* WHAT IS NEEDED: Every line from the start of the listing below through the line that contains "Could you please indicate the white flower cluster" is to be reproduced word for word.

* STORED DATA:
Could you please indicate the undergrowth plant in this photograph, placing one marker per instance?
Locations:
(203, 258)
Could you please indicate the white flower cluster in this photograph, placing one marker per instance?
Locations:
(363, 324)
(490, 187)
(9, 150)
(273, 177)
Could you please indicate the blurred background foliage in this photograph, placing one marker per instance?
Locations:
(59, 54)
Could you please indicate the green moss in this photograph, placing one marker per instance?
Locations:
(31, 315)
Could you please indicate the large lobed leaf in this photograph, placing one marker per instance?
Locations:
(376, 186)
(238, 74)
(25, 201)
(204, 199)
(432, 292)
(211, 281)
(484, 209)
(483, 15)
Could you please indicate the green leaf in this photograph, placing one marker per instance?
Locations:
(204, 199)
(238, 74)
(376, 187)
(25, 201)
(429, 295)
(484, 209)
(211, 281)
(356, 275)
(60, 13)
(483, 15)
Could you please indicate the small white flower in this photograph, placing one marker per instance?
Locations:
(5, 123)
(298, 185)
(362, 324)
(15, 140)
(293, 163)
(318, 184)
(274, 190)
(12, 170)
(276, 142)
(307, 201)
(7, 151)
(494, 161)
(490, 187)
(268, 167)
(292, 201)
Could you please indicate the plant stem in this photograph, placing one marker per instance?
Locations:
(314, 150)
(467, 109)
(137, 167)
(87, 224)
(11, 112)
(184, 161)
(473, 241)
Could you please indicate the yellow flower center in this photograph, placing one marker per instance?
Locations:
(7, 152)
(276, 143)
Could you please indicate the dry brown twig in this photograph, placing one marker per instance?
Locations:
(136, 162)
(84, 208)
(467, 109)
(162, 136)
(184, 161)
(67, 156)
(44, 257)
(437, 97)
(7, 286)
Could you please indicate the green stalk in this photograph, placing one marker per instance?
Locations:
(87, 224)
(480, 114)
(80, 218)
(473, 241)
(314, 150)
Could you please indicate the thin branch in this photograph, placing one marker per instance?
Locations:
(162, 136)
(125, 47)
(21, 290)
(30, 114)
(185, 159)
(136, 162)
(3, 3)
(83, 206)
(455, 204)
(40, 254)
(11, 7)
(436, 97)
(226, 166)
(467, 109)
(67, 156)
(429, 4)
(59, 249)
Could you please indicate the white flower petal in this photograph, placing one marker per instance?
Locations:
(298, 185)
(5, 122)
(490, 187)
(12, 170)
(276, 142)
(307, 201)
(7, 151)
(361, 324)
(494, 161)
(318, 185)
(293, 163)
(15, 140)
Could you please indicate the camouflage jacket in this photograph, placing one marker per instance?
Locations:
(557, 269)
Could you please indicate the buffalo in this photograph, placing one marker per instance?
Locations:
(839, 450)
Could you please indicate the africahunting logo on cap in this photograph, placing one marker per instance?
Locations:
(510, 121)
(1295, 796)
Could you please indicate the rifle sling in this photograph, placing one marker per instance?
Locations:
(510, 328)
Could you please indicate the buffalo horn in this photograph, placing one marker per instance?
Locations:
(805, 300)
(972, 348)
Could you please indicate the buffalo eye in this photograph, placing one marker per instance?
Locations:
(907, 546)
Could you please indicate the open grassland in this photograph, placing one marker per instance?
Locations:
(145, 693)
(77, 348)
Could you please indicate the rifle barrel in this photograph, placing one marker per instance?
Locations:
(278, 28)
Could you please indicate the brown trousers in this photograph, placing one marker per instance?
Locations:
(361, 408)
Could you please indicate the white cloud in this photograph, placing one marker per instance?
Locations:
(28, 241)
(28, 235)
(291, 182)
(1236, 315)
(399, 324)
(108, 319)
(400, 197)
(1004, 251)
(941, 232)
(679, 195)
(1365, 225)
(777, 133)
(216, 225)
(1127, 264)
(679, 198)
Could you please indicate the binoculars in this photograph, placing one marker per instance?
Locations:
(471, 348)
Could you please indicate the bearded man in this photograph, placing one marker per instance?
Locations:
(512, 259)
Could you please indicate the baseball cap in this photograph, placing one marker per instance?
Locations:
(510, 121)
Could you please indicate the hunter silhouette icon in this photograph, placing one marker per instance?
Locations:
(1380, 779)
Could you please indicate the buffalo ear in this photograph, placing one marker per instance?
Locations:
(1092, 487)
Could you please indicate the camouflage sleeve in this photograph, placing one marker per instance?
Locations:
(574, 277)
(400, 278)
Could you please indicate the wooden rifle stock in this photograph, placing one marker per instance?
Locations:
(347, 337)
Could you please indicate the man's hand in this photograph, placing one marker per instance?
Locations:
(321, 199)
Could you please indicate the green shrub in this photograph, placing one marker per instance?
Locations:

* RESPONSE BELOW:
Could you please indicate the undergrowth plant in this photograph, placing one marker per instance?
Locations:
(203, 258)
Could you please indicate the white flower cluster in this photograph, placing one marker per instance?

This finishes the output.